▶ What is being asked:
Locate each line in the data below that contains the string "city", matching case, and copy those lines.

[Saved data entries]
◇ ◇ ◇ ◇

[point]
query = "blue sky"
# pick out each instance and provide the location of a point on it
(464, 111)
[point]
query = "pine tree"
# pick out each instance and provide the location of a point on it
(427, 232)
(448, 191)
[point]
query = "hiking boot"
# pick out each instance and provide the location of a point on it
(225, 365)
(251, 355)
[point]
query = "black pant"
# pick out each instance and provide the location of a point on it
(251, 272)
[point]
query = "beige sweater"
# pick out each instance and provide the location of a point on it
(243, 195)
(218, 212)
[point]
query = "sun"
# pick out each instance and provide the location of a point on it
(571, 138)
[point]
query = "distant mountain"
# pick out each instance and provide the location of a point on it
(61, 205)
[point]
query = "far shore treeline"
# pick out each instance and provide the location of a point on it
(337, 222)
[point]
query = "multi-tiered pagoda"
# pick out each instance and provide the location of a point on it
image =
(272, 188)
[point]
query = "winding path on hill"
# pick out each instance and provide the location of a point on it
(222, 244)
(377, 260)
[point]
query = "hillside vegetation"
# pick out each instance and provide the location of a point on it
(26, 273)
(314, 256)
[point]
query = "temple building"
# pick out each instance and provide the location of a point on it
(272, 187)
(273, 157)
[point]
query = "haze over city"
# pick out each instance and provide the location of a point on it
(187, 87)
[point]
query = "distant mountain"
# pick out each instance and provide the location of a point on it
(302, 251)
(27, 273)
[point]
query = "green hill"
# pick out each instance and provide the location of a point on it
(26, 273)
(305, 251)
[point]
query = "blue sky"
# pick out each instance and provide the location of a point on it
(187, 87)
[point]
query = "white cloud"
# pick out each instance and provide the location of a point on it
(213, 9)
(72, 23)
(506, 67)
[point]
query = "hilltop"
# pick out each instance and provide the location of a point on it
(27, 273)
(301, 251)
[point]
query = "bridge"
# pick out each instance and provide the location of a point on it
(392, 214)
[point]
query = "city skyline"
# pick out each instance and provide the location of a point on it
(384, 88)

◇ ◇ ◇ ◇

▶ Response to this exercise:
query = "haze over city"
query = "city skyline"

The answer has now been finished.